The problem:
Copy the lines of the listing below word for word. Start at the line that has "The query is: woman's arm" and stop after the line that has "(175, 432), (249, 474)".

Annotated coordinate records:

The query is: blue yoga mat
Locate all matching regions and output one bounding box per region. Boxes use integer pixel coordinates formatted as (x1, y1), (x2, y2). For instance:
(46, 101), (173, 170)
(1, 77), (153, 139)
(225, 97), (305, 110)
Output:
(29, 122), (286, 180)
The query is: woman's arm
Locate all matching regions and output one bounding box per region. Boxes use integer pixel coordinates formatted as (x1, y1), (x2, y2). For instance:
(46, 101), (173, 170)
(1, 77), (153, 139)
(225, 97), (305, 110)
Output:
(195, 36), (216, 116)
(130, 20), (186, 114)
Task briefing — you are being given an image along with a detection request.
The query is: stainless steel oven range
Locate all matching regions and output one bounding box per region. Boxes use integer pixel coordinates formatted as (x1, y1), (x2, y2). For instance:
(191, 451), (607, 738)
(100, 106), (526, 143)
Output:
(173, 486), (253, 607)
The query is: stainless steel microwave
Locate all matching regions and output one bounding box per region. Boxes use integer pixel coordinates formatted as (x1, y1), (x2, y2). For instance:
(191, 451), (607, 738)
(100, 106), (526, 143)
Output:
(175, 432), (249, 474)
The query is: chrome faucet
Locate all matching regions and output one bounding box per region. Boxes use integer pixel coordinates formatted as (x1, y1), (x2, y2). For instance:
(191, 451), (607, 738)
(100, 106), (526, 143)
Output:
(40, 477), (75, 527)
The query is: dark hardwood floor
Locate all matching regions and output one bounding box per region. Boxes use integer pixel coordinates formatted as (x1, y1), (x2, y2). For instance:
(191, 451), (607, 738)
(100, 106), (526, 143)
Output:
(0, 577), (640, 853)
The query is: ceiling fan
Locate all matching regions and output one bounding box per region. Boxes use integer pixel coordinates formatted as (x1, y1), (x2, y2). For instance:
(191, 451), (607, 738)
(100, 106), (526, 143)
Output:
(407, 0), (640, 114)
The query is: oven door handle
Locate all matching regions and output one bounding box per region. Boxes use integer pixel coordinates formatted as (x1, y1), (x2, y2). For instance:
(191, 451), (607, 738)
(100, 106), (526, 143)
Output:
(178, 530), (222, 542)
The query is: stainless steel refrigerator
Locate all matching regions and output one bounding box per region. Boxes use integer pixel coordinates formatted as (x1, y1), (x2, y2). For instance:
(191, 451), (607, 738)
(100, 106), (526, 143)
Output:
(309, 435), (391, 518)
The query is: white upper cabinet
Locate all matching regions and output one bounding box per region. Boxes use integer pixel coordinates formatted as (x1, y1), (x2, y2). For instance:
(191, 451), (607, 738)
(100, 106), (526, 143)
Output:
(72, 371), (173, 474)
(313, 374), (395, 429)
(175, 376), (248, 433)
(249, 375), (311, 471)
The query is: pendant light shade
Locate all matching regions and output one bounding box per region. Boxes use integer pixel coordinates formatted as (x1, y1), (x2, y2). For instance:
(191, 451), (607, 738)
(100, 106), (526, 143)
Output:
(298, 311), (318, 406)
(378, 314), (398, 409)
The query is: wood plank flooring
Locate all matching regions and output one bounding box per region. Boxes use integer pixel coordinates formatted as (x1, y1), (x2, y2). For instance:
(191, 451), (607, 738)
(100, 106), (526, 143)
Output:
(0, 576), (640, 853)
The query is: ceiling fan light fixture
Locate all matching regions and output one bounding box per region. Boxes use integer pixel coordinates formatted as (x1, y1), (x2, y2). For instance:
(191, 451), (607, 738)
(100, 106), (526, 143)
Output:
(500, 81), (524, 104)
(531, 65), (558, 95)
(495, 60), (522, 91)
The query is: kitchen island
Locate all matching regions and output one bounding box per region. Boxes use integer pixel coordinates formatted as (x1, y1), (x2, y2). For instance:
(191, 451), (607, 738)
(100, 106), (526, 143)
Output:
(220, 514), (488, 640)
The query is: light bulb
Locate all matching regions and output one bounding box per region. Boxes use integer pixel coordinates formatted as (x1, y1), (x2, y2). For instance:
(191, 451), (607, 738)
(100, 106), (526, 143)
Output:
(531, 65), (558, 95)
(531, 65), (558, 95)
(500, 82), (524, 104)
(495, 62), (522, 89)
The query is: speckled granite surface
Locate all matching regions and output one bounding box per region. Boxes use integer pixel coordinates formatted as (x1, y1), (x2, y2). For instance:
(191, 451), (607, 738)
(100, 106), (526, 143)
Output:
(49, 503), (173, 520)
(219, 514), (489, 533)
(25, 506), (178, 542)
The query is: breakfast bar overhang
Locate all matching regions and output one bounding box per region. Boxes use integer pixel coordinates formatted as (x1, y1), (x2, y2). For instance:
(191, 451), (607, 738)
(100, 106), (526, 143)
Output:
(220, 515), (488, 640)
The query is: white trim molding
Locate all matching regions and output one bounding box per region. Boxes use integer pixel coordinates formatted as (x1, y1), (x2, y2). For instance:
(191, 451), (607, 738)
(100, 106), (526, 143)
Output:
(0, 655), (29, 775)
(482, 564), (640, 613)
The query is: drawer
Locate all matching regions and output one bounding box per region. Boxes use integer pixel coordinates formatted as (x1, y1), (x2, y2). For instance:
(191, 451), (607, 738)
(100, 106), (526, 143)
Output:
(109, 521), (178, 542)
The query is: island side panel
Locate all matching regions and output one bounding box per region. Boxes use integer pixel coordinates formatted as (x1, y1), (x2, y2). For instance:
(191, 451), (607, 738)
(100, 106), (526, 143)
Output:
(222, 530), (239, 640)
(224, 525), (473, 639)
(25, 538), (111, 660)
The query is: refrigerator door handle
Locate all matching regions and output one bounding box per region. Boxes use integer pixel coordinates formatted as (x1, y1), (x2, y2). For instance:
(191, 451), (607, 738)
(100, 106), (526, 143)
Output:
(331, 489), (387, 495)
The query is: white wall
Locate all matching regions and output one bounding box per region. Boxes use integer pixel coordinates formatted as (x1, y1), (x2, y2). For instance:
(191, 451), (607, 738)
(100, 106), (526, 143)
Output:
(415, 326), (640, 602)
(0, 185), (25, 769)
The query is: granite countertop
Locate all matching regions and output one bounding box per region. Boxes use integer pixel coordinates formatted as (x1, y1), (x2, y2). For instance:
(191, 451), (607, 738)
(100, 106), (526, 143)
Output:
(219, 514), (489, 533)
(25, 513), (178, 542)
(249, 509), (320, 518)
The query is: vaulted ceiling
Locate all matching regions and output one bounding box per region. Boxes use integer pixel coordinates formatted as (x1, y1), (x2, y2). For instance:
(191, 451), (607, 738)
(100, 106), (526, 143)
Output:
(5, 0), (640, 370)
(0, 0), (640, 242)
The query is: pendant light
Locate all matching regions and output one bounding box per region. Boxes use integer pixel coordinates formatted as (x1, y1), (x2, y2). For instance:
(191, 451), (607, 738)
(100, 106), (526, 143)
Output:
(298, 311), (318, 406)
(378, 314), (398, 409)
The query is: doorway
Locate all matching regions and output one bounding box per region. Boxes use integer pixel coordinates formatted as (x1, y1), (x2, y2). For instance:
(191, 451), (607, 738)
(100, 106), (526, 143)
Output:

Solution for this exercise:
The query is: woman's arm
Locate all matching regions and output one bounding box per region. Boxes use integer pixel coordinates formatted as (x1, y1), (x2, y2). For instance:
(46, 101), (173, 170)
(1, 77), (153, 139)
(225, 97), (305, 110)
Output:
(195, 36), (216, 116)
(130, 20), (186, 114)
Task briefing — you are being given an image along with a detection request.
The query is: stainless steel oven range
Locate all matching regions and output one bounding box per region. Boxes use integer pixel coordinates formatted as (x1, y1), (x2, y2). For instance:
(191, 451), (607, 738)
(100, 106), (526, 143)
Output:
(173, 486), (253, 607)
The query is: stainless steel microwave
Locate all matching regions and output one bounding box per region. Boxes use integer pixel coordinates formatted as (x1, y1), (x2, y2). For instance:
(191, 451), (607, 738)
(100, 106), (526, 143)
Output:
(175, 432), (249, 474)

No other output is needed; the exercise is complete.